▸ Dataset records
== == ==

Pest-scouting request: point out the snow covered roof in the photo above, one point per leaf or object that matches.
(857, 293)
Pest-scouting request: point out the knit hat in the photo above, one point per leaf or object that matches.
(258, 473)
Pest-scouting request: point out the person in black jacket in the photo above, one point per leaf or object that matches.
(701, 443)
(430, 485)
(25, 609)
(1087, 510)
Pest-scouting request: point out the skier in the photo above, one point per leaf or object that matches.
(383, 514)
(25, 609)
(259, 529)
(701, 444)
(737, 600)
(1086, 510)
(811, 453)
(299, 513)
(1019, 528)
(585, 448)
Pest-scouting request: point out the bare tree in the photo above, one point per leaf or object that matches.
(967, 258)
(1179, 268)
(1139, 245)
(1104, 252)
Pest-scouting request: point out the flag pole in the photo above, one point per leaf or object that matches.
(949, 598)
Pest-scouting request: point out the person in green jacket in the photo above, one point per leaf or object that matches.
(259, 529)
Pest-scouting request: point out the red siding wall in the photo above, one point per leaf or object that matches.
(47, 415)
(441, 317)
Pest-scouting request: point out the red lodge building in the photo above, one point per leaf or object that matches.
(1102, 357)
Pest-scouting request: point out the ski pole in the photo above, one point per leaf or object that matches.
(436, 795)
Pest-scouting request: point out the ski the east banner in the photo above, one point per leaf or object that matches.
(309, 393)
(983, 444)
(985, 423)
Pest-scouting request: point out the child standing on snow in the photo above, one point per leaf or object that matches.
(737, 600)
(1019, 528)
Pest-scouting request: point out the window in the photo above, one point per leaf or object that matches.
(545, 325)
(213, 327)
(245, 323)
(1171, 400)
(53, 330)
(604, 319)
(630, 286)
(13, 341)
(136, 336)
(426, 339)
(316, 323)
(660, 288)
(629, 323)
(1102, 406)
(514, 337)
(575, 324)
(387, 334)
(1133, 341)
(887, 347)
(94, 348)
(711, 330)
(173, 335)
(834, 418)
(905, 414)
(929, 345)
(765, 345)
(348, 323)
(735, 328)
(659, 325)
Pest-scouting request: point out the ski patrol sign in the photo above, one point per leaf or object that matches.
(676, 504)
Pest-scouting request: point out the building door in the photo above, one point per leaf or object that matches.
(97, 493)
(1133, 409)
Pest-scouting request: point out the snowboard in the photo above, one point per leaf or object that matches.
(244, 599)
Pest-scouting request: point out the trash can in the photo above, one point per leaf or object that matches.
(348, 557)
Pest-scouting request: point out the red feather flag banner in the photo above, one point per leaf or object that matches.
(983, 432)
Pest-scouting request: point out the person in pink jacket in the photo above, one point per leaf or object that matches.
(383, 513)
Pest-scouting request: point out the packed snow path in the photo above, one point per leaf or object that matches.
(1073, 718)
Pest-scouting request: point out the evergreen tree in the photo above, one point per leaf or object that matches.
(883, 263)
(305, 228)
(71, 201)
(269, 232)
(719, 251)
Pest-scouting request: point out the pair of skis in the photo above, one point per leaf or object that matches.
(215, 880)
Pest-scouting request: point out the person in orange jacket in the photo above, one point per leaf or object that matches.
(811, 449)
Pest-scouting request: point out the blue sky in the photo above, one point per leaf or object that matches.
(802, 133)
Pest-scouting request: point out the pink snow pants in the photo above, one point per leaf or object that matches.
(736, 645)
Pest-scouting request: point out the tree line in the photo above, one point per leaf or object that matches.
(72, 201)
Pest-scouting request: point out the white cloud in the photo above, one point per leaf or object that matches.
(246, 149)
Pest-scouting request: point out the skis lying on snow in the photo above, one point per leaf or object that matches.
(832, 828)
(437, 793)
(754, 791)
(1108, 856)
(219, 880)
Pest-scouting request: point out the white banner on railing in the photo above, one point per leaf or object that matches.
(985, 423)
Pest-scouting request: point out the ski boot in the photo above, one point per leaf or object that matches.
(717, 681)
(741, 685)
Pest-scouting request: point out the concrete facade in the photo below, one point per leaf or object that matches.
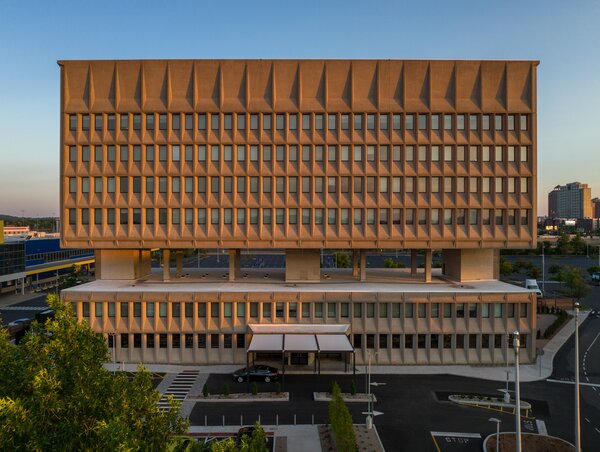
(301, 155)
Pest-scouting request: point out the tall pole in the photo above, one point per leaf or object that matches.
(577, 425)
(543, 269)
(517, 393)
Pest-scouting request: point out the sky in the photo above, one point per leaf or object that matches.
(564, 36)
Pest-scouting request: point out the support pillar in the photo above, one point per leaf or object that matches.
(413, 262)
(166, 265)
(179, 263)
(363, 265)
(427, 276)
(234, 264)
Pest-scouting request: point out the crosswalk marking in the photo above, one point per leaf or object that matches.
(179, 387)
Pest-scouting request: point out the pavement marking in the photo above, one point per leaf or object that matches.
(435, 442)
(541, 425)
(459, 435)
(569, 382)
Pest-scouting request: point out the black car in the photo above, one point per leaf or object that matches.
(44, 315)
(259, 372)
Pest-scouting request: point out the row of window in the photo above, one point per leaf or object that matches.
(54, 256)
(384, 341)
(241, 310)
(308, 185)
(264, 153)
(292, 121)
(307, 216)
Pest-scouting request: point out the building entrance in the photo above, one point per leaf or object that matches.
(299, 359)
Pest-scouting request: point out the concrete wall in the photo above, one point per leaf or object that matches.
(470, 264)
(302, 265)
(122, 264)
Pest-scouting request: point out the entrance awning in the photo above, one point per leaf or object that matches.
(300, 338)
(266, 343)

== == ==

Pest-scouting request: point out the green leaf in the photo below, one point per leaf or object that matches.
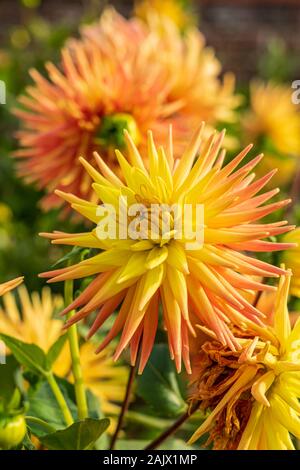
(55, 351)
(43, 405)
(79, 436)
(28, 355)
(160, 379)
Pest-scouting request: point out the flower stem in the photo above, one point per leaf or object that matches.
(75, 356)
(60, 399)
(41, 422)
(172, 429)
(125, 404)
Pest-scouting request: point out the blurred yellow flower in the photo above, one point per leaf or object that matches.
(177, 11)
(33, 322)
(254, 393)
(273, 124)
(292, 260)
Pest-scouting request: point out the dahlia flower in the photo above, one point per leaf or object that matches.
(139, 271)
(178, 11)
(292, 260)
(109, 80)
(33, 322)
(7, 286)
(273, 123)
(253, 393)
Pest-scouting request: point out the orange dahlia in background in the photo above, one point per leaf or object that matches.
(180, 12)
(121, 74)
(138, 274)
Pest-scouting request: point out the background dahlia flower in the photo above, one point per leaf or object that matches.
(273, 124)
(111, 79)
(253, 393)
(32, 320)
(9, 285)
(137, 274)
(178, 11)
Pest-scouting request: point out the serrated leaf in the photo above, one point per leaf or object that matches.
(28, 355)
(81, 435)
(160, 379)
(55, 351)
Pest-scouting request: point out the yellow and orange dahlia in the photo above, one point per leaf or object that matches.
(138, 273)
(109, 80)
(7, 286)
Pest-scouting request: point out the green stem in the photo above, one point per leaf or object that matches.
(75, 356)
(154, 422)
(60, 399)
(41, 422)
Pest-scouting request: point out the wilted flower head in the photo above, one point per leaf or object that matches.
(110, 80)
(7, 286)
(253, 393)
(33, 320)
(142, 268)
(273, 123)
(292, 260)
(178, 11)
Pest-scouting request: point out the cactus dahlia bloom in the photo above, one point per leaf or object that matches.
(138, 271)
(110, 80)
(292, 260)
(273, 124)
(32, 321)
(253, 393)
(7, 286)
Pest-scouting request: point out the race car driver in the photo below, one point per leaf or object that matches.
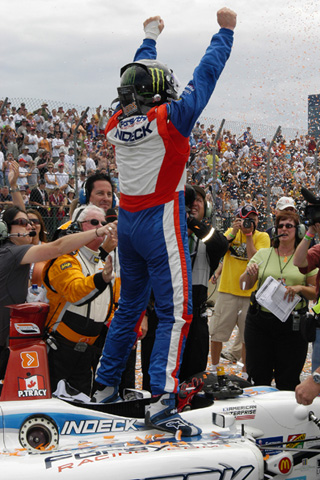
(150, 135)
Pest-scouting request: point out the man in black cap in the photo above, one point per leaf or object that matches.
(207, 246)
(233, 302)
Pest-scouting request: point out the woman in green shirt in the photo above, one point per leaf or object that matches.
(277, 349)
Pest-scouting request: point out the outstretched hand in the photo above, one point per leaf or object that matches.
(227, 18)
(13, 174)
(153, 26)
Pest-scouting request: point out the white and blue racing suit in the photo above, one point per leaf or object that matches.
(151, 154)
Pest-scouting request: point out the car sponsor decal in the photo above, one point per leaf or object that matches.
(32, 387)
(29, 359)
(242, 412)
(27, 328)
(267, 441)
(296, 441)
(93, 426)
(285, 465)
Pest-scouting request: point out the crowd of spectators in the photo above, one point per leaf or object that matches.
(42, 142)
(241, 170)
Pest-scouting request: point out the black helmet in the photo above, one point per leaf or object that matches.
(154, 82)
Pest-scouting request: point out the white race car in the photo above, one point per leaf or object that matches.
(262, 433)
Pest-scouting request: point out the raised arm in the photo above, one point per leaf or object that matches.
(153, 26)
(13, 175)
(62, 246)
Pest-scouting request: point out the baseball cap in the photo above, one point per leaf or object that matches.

== == ==

▸ Directions
Render the data from the line containing "Pest-scouting request: point out the person in black" up to and including the line containing "(1087, 510)" as a numbered list, leaving out any blank lines.

▸ Complete answer
1. Pest-scouting request: point out the person in black jacket in the photo above, one point per leaf or object that matches.
2. (701, 443)
3. (430, 485)
4. (25, 609)
5. (1087, 510)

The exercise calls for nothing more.